TASK STATEMENT: Will you copy out every one of the rows below word for word, with nothing changed?

LISTED RECORDS:
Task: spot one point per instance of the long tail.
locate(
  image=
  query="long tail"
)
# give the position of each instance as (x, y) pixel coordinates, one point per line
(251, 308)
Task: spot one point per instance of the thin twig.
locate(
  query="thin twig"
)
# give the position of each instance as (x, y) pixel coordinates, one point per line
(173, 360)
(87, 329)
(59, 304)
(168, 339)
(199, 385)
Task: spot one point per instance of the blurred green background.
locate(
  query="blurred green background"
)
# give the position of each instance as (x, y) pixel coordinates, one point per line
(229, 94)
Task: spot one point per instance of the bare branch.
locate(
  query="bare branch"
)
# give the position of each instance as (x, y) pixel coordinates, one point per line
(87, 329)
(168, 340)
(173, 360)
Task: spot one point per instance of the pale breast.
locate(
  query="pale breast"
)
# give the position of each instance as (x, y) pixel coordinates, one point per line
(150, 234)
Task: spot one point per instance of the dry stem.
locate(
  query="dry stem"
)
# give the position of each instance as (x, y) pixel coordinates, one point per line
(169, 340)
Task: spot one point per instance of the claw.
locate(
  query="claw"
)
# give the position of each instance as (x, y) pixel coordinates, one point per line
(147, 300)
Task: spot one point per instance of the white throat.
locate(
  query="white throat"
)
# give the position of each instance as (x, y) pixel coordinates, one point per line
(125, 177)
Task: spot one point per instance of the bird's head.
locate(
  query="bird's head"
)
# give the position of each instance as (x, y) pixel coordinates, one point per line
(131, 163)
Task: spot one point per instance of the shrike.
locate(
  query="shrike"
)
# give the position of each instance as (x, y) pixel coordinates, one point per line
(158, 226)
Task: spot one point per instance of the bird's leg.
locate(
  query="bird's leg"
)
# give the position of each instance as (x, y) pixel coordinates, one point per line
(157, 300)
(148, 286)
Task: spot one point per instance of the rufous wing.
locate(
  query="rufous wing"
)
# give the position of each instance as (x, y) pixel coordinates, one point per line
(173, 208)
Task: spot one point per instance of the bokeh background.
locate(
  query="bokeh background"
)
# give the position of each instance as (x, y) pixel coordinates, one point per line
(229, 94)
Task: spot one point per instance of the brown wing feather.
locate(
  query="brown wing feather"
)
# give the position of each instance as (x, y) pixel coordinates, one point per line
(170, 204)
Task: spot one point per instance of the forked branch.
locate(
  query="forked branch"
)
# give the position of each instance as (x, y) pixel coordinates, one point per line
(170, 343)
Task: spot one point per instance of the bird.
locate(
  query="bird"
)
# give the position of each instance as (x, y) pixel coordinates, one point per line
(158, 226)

REPLY:
Task: spot one point per instance of the long tail.
locate(
  image=
  query="long tail"
)
# give the position of each instance as (x, y) pixel coordinates, one point per line
(251, 308)
Task: spot one point per instance of the thin twig.
locate(
  query="thin twig"
)
# give the position of each instance as (x, y) pixel coordinates, one point per line
(173, 360)
(87, 329)
(59, 304)
(168, 339)
(199, 385)
Task: spot one point per instance of the blurred green background.
locate(
  query="blurred green background"
)
# give the position of each instance as (x, y) pixel coordinates, one point per line
(229, 94)
Task: spot one point per instance of the bare branch.
locate(
  query="bare branch"
)
# give the position of each instance as (x, y) pixel coordinates, one point per line
(87, 329)
(168, 340)
(173, 360)
Task: spot one point per instance of the pale breast.
locate(
  query="pale breast"
)
# give the position of each instance as (x, y) pixel coordinates, one point per line
(150, 234)
Task: spot one point per instance of the dry stem.
locate(
  query="dry stem"
)
# give the position of each instance as (x, y) pixel coordinates, one point per line
(169, 340)
Task: spot one point per instance of the claw.
locate(
  query="claw"
)
# give the position of each instance as (x, y) pixel coordinates, one point per line
(147, 300)
Task: spot one point per instance of the white throat.
locate(
  query="white throat"
)
# give the position of each instance as (x, y) pixel coordinates, one point per line
(125, 177)
Task: spot one point per instance of the bird's head.
locate(
  query="bird's head"
)
# give the position of each instance as (x, y) pixel coordinates, one point per line
(131, 163)
Task: spot one point per instance of the shrike.
locate(
  query="shrike"
)
# give the position of each instance as (x, y) pixel coordinates, one point per line
(158, 226)
Task: spot one point per instance of the bird's leg.
locate(
  query="bird's leg"
)
# give the position of each instance as (x, y) pixel coordinates, one point per line
(157, 300)
(148, 286)
Task: spot one point per instance of the rufous wing.
locate(
  query="rufous wing"
)
# give the position of each instance as (x, y) pixel coordinates, one point per line
(173, 208)
Task: spot one point per instance of the bokeh background.
locate(
  query="bokeh background"
)
# give the position of each instance as (x, y) pixel coordinates, one point per line
(229, 94)
Task: spot one point per instance of the brown wing feather.
locate(
  query="brown wing feather"
)
# give the position of each instance as (x, y) pixel coordinates, one point per line
(170, 204)
Task: spot one point per instance of the forked branch.
locate(
  query="forked branch"
)
# give the position of each instance as (x, y) pixel coordinates, one point per line
(170, 343)
Task: spot one point per instance of the bird.
locate(
  query="bird"
)
# give the position of each instance as (x, y) pixel coordinates, one point per line
(158, 226)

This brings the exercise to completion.